Short exercise: Convert everything in the listing from the line containing "Kindly give the mask of every instance of the ornate" down to the line containing "M194 81L199 76L208", both included, into a Markdown table with the columns Row and Line. Number each row and leave out blank lines.

Data entries:
--
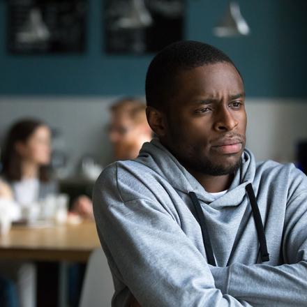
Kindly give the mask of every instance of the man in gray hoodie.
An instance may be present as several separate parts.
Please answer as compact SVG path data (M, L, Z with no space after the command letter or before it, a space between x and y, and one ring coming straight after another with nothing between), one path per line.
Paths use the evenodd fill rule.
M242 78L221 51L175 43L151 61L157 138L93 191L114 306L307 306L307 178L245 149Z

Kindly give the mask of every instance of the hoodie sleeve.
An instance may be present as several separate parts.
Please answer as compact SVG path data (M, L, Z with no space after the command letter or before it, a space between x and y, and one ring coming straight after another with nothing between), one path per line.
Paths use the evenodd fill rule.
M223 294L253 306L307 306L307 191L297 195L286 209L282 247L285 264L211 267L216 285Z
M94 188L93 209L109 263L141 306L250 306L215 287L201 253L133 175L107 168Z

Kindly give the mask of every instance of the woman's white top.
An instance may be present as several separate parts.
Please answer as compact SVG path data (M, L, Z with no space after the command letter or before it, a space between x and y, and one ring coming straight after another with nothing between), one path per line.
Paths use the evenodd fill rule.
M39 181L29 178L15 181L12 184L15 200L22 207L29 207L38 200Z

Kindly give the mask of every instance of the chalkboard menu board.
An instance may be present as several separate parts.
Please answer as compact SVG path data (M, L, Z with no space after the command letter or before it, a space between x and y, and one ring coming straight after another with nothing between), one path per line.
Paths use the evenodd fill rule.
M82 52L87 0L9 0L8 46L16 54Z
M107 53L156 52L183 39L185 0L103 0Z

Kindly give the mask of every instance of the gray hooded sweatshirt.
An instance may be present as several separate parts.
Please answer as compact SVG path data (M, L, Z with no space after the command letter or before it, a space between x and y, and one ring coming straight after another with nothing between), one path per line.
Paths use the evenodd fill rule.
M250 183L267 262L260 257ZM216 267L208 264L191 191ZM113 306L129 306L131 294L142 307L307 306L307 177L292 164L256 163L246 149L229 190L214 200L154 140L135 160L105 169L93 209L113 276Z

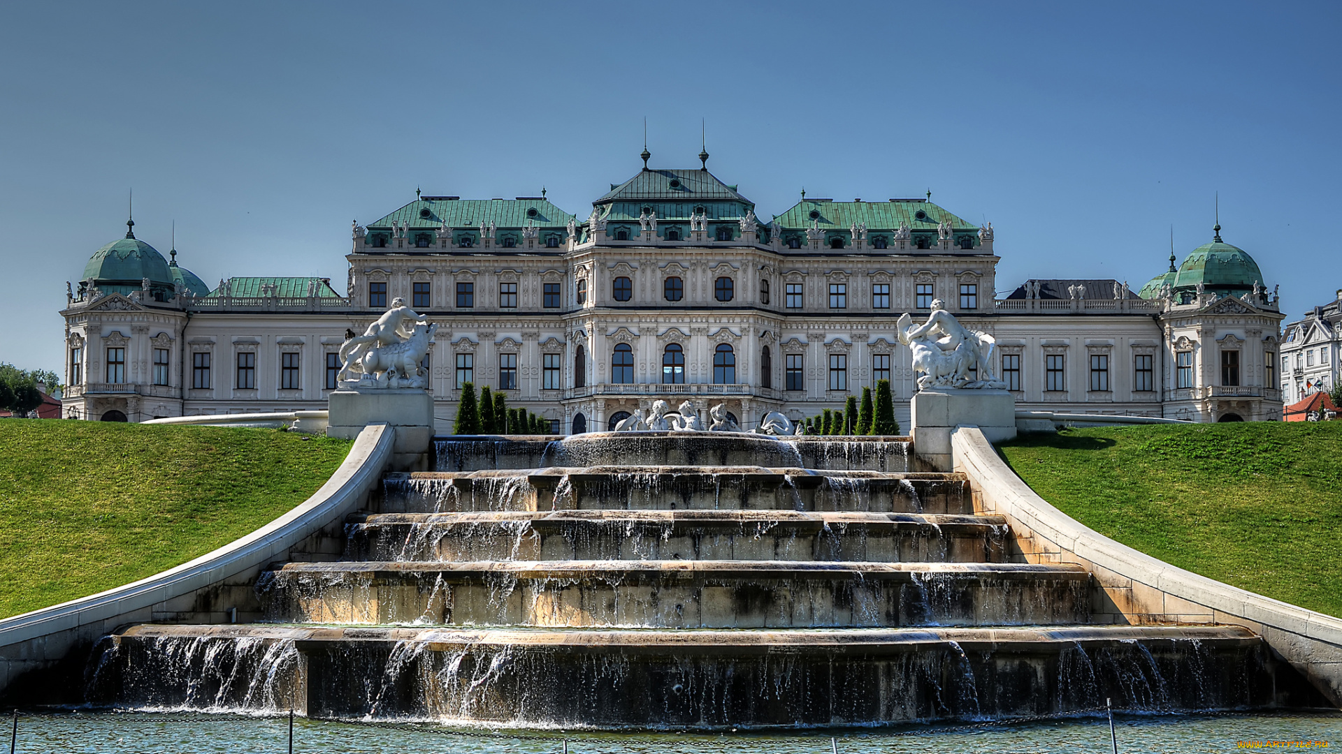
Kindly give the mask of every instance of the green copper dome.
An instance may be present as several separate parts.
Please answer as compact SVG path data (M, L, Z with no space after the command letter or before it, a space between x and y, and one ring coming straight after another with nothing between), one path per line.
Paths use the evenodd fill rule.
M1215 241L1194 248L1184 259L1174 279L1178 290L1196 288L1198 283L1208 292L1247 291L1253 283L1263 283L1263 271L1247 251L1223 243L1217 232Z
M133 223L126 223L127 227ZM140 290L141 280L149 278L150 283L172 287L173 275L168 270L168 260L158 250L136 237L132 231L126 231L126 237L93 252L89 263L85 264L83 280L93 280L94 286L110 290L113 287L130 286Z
--
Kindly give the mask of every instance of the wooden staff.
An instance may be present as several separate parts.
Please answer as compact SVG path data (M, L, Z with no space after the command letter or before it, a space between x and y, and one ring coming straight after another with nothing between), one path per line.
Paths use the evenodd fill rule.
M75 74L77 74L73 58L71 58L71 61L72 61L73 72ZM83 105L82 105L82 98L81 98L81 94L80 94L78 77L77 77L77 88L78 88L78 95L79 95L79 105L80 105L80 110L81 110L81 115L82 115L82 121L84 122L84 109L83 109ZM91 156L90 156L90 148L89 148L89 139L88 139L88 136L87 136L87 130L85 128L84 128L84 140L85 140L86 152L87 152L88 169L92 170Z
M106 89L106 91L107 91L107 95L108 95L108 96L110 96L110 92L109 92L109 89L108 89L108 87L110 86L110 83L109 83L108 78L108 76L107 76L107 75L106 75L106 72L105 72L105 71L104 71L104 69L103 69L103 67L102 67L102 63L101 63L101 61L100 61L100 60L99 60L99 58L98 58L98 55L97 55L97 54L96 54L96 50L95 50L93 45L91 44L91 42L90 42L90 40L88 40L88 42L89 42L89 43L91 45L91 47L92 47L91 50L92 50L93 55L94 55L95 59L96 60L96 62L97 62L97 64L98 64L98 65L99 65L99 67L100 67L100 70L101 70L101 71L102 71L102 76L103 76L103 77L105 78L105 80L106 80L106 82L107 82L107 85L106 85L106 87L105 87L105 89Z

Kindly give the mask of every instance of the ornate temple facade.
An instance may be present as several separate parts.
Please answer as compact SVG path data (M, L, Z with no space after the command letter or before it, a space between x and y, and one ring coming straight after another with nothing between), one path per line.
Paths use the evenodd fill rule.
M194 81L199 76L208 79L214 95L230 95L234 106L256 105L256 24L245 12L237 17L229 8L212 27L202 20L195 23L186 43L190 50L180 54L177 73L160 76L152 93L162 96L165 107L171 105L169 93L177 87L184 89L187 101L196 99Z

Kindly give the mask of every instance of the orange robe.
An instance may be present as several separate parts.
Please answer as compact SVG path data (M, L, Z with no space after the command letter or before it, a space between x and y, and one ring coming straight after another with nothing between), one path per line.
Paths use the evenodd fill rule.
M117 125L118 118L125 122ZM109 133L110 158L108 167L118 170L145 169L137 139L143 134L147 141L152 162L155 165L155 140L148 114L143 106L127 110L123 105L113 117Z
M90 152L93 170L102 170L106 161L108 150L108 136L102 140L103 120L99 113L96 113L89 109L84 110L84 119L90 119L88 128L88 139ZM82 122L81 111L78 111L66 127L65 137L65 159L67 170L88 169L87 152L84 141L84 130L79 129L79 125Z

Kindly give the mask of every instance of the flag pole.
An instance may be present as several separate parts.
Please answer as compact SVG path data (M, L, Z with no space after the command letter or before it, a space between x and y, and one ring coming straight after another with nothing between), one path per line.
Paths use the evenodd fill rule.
--
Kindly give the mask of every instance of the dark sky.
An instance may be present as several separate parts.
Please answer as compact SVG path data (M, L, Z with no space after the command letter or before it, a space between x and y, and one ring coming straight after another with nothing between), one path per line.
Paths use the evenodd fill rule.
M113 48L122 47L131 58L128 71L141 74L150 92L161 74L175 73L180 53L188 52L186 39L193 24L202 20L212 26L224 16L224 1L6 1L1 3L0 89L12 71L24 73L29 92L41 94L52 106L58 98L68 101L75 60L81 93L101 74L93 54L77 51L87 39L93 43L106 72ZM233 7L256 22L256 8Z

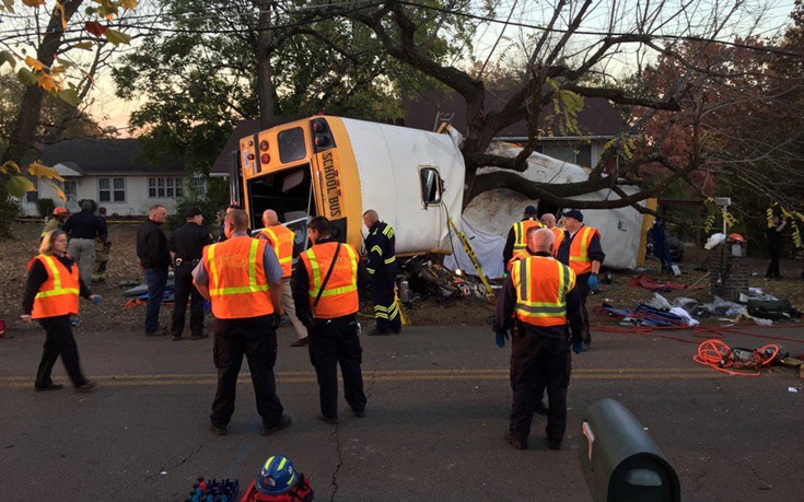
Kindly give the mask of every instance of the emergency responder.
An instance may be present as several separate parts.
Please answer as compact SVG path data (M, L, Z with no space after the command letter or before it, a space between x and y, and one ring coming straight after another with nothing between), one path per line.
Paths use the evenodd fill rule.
--
Written reply:
| Row | Line |
|---|---|
| 1 | Kindly give the mask of every instance of the ornate temple facade. |
| 2 | An instance may be present as several separate parts. |
| 3 | Please answer as compact SVG path data (M, L, Z with no space after the command letter or before it, a space between x and y, and one ring coming straight after another with nothing between), one path per line. |
| 4 | Paths use the evenodd fill rule. |
| 5 | M194 81L199 76L208 79L214 95L230 95L234 106L256 105L256 24L245 12L237 17L229 8L212 27L202 20L195 23L186 43L190 50L180 54L177 73L160 76L152 93L162 96L165 107L171 105L169 93L177 87L184 89L187 101L196 99Z |